● Stored data entries:
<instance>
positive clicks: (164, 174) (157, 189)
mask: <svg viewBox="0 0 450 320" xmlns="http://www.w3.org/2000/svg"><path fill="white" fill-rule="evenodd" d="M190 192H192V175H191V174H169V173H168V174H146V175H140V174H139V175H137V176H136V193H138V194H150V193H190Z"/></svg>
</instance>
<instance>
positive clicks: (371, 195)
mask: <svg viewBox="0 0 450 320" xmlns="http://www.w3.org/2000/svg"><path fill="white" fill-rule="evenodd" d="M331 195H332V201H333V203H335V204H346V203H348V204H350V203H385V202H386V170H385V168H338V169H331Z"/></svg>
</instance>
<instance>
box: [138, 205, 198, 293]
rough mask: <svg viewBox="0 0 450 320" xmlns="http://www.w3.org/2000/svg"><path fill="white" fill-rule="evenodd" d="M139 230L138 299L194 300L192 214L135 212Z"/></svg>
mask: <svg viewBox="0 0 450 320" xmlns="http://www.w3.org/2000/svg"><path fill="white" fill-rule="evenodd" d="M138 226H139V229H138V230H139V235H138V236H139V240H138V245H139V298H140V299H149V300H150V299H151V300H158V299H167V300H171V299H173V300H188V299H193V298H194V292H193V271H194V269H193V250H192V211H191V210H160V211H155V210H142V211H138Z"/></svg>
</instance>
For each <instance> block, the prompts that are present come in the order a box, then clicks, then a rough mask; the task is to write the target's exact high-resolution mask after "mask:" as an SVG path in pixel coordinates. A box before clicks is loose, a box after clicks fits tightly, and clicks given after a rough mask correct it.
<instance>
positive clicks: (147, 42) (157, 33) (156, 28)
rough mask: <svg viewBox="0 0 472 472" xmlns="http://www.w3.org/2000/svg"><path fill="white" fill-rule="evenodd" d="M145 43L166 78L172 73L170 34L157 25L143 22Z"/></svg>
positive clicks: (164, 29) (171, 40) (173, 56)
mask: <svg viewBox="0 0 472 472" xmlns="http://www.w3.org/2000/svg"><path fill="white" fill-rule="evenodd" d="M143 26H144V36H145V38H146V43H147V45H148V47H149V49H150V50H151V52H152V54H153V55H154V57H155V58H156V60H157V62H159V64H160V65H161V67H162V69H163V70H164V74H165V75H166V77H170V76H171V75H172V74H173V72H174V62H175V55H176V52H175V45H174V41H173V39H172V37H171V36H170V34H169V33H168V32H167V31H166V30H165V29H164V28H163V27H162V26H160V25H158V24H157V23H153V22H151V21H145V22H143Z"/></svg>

● TASK STATEMENT: Pull out each line in the rows above that contains the word "positive".

● YOUR SOLUTION:
positive clicks: (164, 174) (157, 189)
positive clicks: (371, 195)
positive clicks: (147, 42) (157, 33) (156, 28)
positive clicks: (164, 29) (171, 40) (173, 56)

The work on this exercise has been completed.